* _RECORDS FOR THE TASK_:
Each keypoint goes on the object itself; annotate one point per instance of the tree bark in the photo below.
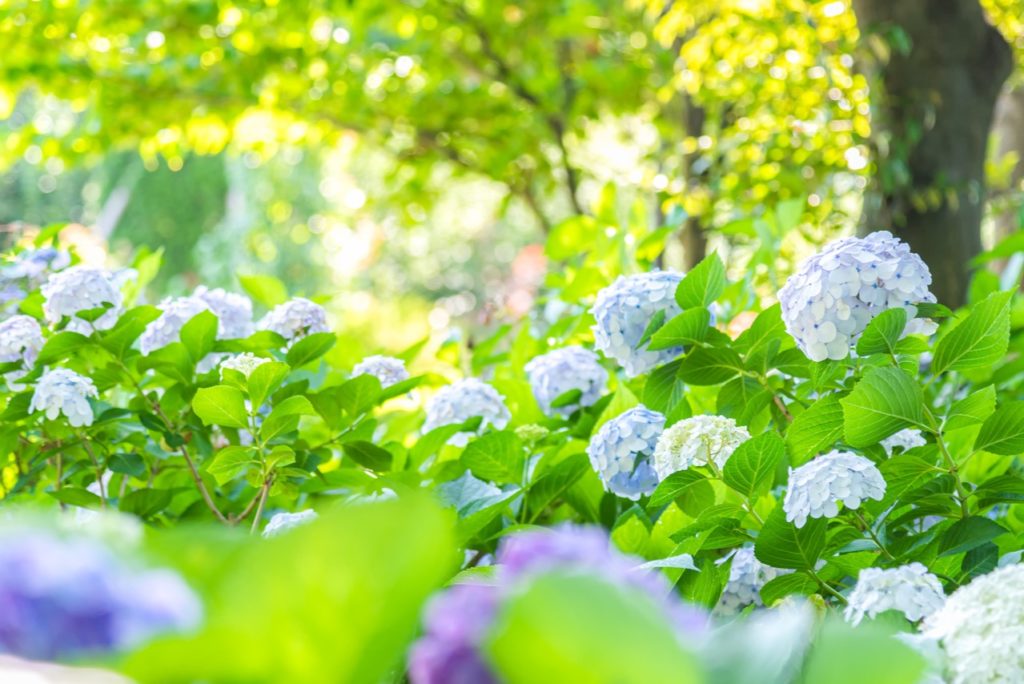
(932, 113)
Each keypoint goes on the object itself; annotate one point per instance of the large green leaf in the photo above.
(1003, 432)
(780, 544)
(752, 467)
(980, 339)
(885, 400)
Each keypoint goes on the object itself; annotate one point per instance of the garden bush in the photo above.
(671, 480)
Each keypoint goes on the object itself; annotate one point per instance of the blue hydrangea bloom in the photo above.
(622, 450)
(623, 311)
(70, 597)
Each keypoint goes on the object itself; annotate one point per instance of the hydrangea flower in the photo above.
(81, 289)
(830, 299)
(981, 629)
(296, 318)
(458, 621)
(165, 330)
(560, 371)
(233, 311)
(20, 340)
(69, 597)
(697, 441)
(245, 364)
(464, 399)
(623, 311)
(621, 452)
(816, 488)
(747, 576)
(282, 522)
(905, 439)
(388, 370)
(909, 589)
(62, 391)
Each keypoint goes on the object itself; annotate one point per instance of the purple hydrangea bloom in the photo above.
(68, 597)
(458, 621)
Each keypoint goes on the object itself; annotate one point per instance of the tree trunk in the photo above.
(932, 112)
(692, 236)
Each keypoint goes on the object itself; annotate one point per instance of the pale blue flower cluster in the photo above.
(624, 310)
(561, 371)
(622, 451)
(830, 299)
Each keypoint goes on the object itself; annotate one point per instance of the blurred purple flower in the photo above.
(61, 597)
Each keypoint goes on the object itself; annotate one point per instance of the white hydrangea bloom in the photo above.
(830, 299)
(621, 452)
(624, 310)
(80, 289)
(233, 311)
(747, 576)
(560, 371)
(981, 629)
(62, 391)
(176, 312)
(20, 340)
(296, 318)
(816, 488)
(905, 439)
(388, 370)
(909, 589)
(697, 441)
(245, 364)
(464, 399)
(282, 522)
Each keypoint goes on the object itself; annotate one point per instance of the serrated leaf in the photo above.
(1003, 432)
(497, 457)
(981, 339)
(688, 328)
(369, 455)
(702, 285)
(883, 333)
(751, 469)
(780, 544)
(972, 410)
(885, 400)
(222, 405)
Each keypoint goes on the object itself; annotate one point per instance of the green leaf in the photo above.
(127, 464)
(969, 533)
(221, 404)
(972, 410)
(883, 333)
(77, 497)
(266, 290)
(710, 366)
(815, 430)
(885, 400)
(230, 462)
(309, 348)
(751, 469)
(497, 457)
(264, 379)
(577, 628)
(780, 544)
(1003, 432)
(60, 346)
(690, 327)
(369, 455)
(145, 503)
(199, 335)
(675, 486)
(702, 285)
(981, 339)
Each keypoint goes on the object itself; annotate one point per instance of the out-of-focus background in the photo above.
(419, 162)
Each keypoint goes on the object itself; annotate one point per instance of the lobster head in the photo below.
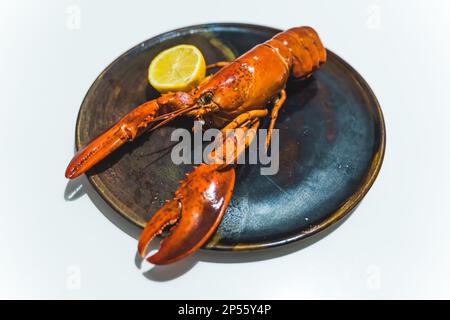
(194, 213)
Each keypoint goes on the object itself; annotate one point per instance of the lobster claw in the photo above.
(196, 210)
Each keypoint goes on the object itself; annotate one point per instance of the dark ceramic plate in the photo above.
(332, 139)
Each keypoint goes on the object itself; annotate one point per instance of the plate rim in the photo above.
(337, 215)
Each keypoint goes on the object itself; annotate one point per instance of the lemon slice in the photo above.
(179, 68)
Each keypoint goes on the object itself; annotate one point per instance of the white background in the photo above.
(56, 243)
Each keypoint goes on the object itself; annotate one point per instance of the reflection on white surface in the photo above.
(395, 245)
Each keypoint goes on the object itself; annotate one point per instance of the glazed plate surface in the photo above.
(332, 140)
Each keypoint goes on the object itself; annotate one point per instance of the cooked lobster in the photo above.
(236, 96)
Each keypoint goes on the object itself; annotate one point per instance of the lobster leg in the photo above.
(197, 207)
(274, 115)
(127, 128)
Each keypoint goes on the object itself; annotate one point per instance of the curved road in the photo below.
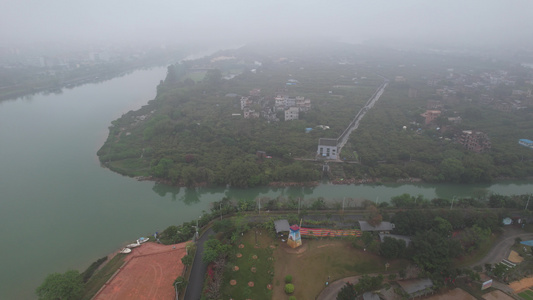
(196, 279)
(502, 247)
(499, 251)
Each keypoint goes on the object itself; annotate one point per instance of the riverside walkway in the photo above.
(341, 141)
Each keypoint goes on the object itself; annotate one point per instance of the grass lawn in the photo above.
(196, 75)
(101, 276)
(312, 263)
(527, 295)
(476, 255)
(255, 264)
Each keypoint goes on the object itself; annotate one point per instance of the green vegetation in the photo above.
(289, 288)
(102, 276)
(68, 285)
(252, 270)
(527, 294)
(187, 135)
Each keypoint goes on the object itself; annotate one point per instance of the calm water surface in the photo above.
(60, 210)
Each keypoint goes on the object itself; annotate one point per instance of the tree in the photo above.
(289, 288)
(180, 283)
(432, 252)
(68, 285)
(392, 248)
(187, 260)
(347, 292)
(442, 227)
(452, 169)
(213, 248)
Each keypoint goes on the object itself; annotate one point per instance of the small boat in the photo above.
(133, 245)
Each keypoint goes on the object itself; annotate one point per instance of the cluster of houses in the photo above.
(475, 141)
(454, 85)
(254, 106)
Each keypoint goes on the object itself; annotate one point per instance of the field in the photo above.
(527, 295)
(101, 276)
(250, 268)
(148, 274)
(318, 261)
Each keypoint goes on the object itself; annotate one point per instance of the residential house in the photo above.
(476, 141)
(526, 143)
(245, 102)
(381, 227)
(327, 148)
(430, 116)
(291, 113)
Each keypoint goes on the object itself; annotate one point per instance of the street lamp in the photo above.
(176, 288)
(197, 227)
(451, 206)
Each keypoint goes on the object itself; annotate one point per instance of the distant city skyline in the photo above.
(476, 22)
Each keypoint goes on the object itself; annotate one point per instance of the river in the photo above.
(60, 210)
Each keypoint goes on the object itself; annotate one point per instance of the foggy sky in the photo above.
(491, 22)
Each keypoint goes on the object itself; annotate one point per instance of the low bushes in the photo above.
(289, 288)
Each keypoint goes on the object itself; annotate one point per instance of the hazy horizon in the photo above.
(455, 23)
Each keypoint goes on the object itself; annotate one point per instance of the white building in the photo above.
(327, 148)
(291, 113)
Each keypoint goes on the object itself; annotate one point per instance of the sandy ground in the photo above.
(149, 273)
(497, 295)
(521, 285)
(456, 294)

* _AIM OF THE TASK_: Only the text of the records belongs in the answer; reproduce it verbatim, with no pictures.

* _SOLUTION FOR THIS EXERCISE_:
Each keypoint goes on the object itself; annotate one point per instance of the tree bark in the photo below.
(932, 113)
Each keypoint goes on the object itself; annotate one point per instance of the large green leaf in the photo above.
(1003, 432)
(780, 544)
(752, 467)
(980, 339)
(885, 400)
Each keypoint goes on the object itself; annotate one point per instance of the garden bush in the photo above.
(671, 480)
Each keypoint goes on the object itself; annotate one point per instance of the blue hydrangea bloom in the photo above.
(622, 450)
(623, 311)
(70, 597)
Each keypoint goes on the object itself; annotate one point per instance of the hydrangea flower in the photo above.
(81, 289)
(830, 299)
(981, 629)
(296, 318)
(458, 621)
(165, 330)
(560, 371)
(233, 311)
(20, 340)
(69, 597)
(697, 441)
(245, 364)
(464, 399)
(623, 311)
(621, 452)
(816, 488)
(747, 576)
(282, 522)
(905, 439)
(388, 370)
(909, 589)
(62, 391)
Each keypoint goes on the object itself; annotate one point per instance of the purple hydrangea bloom in the photo above.
(68, 597)
(458, 621)
Each keypoint goes on the object itself; annotate one point per instance of the tree trunk in the photo above.
(932, 112)
(692, 236)
Each keypoint goes on the object itself; annotate one point per instance of the pale blue flower cluster in the photo above.
(624, 310)
(561, 371)
(622, 451)
(830, 299)
Each keypoint goes on the object itself; annotate one point per instance of the blurred purple flower in the photo above.
(61, 597)
Each keypoint goes on the object itself; annotate one point per instance of the white hydrangea bloom in the photo above.
(830, 299)
(621, 452)
(624, 310)
(80, 289)
(233, 311)
(747, 576)
(560, 371)
(981, 629)
(62, 391)
(176, 312)
(20, 340)
(296, 318)
(816, 488)
(905, 439)
(388, 370)
(909, 589)
(697, 441)
(245, 364)
(464, 399)
(282, 522)
Each keypoint goes on the object itself; annotate one point per instance of the serrated leaf in the photo above.
(1003, 432)
(497, 457)
(981, 339)
(688, 328)
(369, 455)
(702, 285)
(883, 333)
(751, 469)
(780, 544)
(972, 410)
(885, 400)
(222, 405)
Each keypoint goes on the object itself; annotate one point per instance of the green leaf in the photo above.
(127, 464)
(969, 533)
(221, 404)
(972, 410)
(883, 333)
(77, 497)
(266, 290)
(710, 366)
(815, 430)
(885, 400)
(230, 462)
(309, 348)
(751, 469)
(497, 457)
(264, 379)
(577, 628)
(780, 544)
(1003, 432)
(60, 346)
(690, 327)
(369, 455)
(145, 503)
(199, 335)
(675, 486)
(702, 285)
(981, 339)
Each keypoint goes on the object itself; annotate one point per instance of the out-of-focus background in the photo above.
(419, 162)
Each keypoint goes on the object itself; annotate one point per instance of the lobster head in the photo below.
(194, 213)
Each keypoint goes on the object itself; annotate one point per instance of the lobster claw in the photo above.
(196, 210)
Each keypoint goes on the object itself; annotate one point per instance of the dark ceramic plate in the photo above.
(332, 139)
Each keypoint goes on the object itself; annotate one point per instance of the plate rim in the photo above.
(337, 215)
Each keypoint goes on the object itself; annotate one point per instance of the lemon slice in the photo above.
(179, 68)
Each keypoint goes on the object itself; annotate one point per instance of the white background in the photo above.
(56, 243)
Each keypoint goes on the object itself; annotate one point per instance of the reflection on white surface in the photo above.
(395, 245)
Each keypoint goes on the object itself; annotate one point per instance of the glazed plate surface in the photo above.
(332, 140)
Each keypoint goes on the object itself; annotate one point per instance of the cooked lobster in the photo above.
(236, 96)
Each keypoint goes on the object itself; annotate one point per instance of the lobster leg in the photo above.
(197, 207)
(274, 115)
(127, 128)
Each keypoint goes on the object itself; annotate one point per instance of the curved road in the photo below.
(196, 279)
(502, 247)
(499, 251)
Each keypoint goes on the object itself; annotate one point per instance of the riverside walkway in the photo above.
(341, 141)
Each keypoint goes on the object itself; annotate one point per instance of the grass lawn in the photo above.
(196, 75)
(101, 276)
(312, 263)
(527, 295)
(476, 255)
(255, 264)
Each keypoint goes on the object itself; annotate one point per instance of the green vegetation in the photo above.
(289, 288)
(102, 276)
(68, 285)
(252, 270)
(527, 294)
(187, 135)
Each keypoint goes on the object itself; annotate one point per instance of the calm water surface in the photo above.
(60, 210)
Each keypoint goes on the object itself; annotate one point per instance of the tree in the photo above.
(289, 288)
(180, 283)
(432, 252)
(68, 285)
(392, 248)
(187, 260)
(347, 292)
(442, 227)
(452, 169)
(213, 248)
Each keypoint goes on the object itself; annotate one point per instance of the small boat in the photo above.
(133, 245)
Each keypoint goes on the object itself; annotate one point per instance of the cluster of houses in the photo above.
(475, 141)
(454, 85)
(254, 106)
Each keypoint goes on the object itself; annotate one point per instance of the field in the photo above.
(527, 295)
(101, 276)
(250, 268)
(148, 274)
(318, 261)
Each keypoint goes on the object itself; annotate one point per instance of the residential house in the photo above.
(476, 141)
(526, 143)
(245, 102)
(381, 227)
(327, 148)
(430, 116)
(291, 113)
Each keypoint goes on the object itself; annotate one point per instance of the street lamp in the photo above.
(176, 288)
(197, 227)
(451, 206)
Each keypoint goes on the object itself; annotate one point per instance of the distant city skyline in the photo above.
(476, 22)
Each keypoint goes on the object itself; annotate one point per instance of the river in the photo above.
(60, 210)
Each keypoint goes on the object itself; annotate one point per instance of the foggy sky in the photo above.
(491, 22)
Each keypoint goes on the object itself; annotate one point per instance of the low bushes in the photo above.
(289, 288)
Each keypoint goes on the object itself; annotate one point per instance of the hazy horizon in the photo above.
(455, 23)
Each keypoint goes on the object itself; annotate one point per instance of the white building in the photo above.
(327, 148)
(291, 113)
Each keypoint goes on the object itself; annotate one point per instance of the sandy ground in the photo above.
(149, 273)
(497, 295)
(521, 285)
(456, 294)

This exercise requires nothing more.